■ **Brief**:
Each line of the records needs to come back exactly as written.

■ **Excerpted data**:
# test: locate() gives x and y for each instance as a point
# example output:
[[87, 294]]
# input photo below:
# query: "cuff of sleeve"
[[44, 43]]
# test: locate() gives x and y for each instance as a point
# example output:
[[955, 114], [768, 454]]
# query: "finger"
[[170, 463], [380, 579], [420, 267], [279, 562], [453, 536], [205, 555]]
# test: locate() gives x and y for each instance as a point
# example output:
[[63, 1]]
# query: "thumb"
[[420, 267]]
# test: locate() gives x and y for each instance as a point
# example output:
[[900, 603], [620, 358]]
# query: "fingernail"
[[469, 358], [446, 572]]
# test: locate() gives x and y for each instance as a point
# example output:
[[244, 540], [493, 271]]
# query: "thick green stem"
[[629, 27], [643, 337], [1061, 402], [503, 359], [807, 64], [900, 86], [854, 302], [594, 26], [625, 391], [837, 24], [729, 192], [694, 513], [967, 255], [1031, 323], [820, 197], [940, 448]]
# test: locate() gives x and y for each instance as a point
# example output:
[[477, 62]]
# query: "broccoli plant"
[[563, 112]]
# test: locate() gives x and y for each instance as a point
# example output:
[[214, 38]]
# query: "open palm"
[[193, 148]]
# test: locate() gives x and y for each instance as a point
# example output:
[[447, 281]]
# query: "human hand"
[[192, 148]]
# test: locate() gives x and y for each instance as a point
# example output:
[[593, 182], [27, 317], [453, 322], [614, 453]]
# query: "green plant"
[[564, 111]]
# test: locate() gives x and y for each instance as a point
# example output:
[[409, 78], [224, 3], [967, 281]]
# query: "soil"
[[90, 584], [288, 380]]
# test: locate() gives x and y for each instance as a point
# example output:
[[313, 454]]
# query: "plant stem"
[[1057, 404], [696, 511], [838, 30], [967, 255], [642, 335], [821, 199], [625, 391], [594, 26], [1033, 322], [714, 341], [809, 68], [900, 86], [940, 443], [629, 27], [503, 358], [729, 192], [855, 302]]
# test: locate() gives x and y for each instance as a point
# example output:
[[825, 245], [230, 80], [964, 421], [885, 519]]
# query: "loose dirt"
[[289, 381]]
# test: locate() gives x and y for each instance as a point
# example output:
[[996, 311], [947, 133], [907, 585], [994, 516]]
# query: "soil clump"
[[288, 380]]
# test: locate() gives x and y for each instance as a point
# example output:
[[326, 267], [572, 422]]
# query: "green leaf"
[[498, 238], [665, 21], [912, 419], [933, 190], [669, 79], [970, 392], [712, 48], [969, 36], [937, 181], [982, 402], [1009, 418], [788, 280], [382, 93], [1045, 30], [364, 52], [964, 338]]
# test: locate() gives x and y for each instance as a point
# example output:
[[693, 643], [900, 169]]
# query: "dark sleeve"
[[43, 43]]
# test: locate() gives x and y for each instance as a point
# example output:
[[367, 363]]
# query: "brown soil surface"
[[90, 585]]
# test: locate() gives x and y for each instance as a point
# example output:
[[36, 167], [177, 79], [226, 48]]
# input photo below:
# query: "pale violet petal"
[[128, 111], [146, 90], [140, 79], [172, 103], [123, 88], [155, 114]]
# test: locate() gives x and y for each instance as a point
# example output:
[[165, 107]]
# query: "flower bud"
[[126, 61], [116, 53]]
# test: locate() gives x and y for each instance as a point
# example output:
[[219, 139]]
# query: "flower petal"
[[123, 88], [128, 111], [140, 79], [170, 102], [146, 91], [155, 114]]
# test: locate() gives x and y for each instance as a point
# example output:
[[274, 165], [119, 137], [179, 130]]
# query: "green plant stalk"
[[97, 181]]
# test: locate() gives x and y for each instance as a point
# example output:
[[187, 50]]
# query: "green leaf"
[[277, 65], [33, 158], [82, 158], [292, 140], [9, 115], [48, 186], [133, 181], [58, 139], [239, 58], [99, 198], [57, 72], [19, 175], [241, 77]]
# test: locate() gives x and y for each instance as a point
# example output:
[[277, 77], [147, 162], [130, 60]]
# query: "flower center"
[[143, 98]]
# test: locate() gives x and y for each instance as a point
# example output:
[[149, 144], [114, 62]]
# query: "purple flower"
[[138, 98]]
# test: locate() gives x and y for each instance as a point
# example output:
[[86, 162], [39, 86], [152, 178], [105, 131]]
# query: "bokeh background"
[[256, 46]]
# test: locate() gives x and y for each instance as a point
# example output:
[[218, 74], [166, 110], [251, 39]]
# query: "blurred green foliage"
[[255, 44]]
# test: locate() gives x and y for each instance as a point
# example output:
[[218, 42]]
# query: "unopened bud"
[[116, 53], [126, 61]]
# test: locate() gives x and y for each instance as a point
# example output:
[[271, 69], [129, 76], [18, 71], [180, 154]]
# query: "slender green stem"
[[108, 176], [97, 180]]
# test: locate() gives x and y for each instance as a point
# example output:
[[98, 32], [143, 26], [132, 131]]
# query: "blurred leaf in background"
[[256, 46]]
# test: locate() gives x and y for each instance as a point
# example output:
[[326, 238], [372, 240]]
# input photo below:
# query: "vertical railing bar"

■ **Solution to this task**:
# test: locate() gives x and y for each instance as a point
# example output:
[[87, 294]]
# input photo below:
# query: "cuff of sleeve"
[[44, 43]]
# test: locate() gives x and y for each instance as a point
# example output:
[[955, 114], [768, 454]]
# query: "finger"
[[170, 463], [380, 579], [420, 267], [279, 562], [453, 536], [205, 555]]
# test: locate() gives x and y for each instance as a point
# example output:
[[63, 1]]
# query: "thumb"
[[420, 267]]
# test: locate() gives x and y for each instance as a point
# example output:
[[900, 603], [620, 358]]
# query: "fingernail"
[[469, 358], [446, 572]]
# test: locate() gives x and y for each instance as a point
# example output:
[[244, 540], [493, 271]]
# query: "thick green stem"
[[629, 27], [643, 337], [1061, 402], [503, 359], [807, 64], [900, 86], [854, 302], [594, 26], [625, 391], [837, 24], [729, 192], [694, 513], [967, 255], [1031, 323], [820, 197], [940, 448]]
# test: locate() gives x and y for each instance as a point
# example output:
[[477, 62]]
# query: "broccoli plant"
[[563, 112]]
# test: locate() gives x and y for each instance as a point
# example output:
[[214, 38]]
# query: "open palm"
[[193, 148]]
# test: locate() gives x and y for each instance as a point
# example output:
[[447, 281]]
# query: "human hand"
[[192, 148]]
# test: locate() gives x and y for each instance as a point
# example output:
[[593, 182], [27, 317], [453, 322], [614, 453]]
# query: "green plant"
[[564, 111]]
# test: locate() gives x and y for each instance as a point
# example output:
[[409, 78], [224, 3], [967, 281]]
# query: "soil"
[[90, 584], [288, 380]]
# test: locate() gives x and y for each instance as a point
# example output:
[[313, 454]]
# query: "plant stem"
[[1057, 404], [696, 511], [838, 30], [967, 255], [642, 335], [821, 199], [625, 391], [594, 26], [1033, 322], [714, 341], [809, 68], [900, 86], [940, 443], [629, 27], [503, 358], [729, 192], [855, 302]]
# test: locate() gives x and y for each instance as a point
# example output:
[[825, 245], [230, 80], [964, 421], [885, 519]]
# query: "loose dirt"
[[289, 381]]
# test: locate() gives x and y for each instance as a point
# example output:
[[996, 311], [947, 133], [907, 585], [994, 516]]
# query: "soil clump"
[[288, 380]]
# test: locate() gives x and y for each instance as a point
# example output:
[[326, 267], [572, 422]]
# query: "green leaf"
[[498, 238], [665, 21], [912, 419], [933, 190], [669, 79], [970, 392], [712, 48], [969, 36], [937, 181], [982, 402], [1009, 418], [788, 280], [382, 93], [1045, 30], [364, 52], [964, 338]]
# test: locate() gives x and y for each instance as a point
# example output:
[[693, 643], [900, 169]]
# query: "dark sleeve"
[[43, 43]]
# test: locate() gives x and y for each instance as a point
# example output:
[[367, 363]]
# query: "brown soil surface"
[[90, 585]]
# test: locate() gives x and y for each instance as a point
# example output:
[[36, 167], [177, 79], [226, 48]]
# input photo below:
# query: "pale violet petal"
[[128, 111], [146, 90], [140, 79], [172, 103], [123, 88], [155, 114]]
# test: locate() gives x and y for each instance as a point
# example output:
[[165, 107]]
# query: "flower bud"
[[126, 61], [116, 53]]
# test: locate() gives x and y for each instance as a point
# example output:
[[219, 139]]
# query: "flower petal"
[[123, 88], [128, 111], [140, 79], [170, 102], [146, 91], [155, 114]]
# test: locate() gives x and y for each instance as a point
# example output:
[[274, 165], [119, 137], [179, 130]]
# query: "green plant stalk"
[[97, 181]]
# test: locate() gives x and y for each instance as a point
# example output:
[[187, 50]]
# query: "green leaf"
[[277, 65], [33, 158], [82, 158], [292, 140], [9, 115], [48, 186], [133, 181], [58, 139], [239, 58], [99, 198], [57, 72], [19, 175], [241, 77]]
# test: locate() gives x and y for each instance as a point
# example output:
[[277, 77], [147, 162], [130, 60]]
# query: "flower center"
[[143, 98]]
# test: locate() gives x and y for each instance as a point
# example output:
[[149, 144], [114, 62]]
# query: "purple flower"
[[138, 98]]
# test: locate() gives x and y for each instance as a point
# example output:
[[86, 162], [39, 86], [152, 178], [105, 131]]
# query: "bokeh background"
[[256, 46]]
# test: locate() gives x and y for each instance as a point
# example output:
[[218, 74], [166, 110], [251, 39]]
# query: "blurred green foliage"
[[255, 44]]
# test: locate() gives x and y for each instance as a point
# example output:
[[218, 42]]
# query: "unopened bud"
[[116, 53], [126, 61]]
# test: locate() gives x and y for each instance as a point
# example output:
[[271, 69], [129, 76], [18, 71], [180, 154]]
# query: "slender green stem"
[[108, 176], [97, 180]]
# test: locate() gives x and y for each instance as a point
# example output:
[[98, 32], [143, 26], [132, 131]]
# query: "blurred leaf in background"
[[256, 46]]
# test: locate() gives x and y for each instance as a point
# example output:
[[326, 238], [372, 240]]
# input photo below:
# query: "vertical railing bar"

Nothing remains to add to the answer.